• _Exercise instructions_
The records are to be repeated exactly, and any images in them are to be dropped.

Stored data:

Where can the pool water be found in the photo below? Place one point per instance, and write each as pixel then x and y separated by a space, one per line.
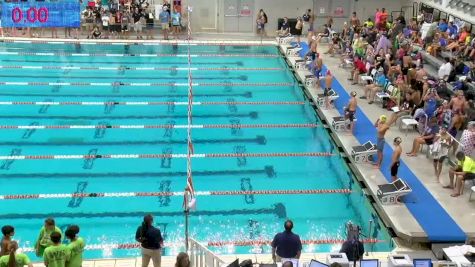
pixel 109 221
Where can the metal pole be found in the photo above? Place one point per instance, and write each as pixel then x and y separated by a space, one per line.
pixel 187 214
pixel 369 234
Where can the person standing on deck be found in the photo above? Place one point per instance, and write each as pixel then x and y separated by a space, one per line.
pixel 382 128
pixel 395 158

• _Solution_
Where can the pool water be found in the photo below? Place one point per instance, and write each as pixel then x and y separated by a space, one per line.
pixel 109 221
Where can the metal pole be found in the photo above? Place one point per instance, and write each as pixel then x and y separated by a space, one per line.
pixel 187 214
pixel 369 234
Where can the person standing on deck be found in the photo above? Place one point per instance, and write each as pixel then x and y separated by a space, one per line.
pixel 382 128
pixel 395 158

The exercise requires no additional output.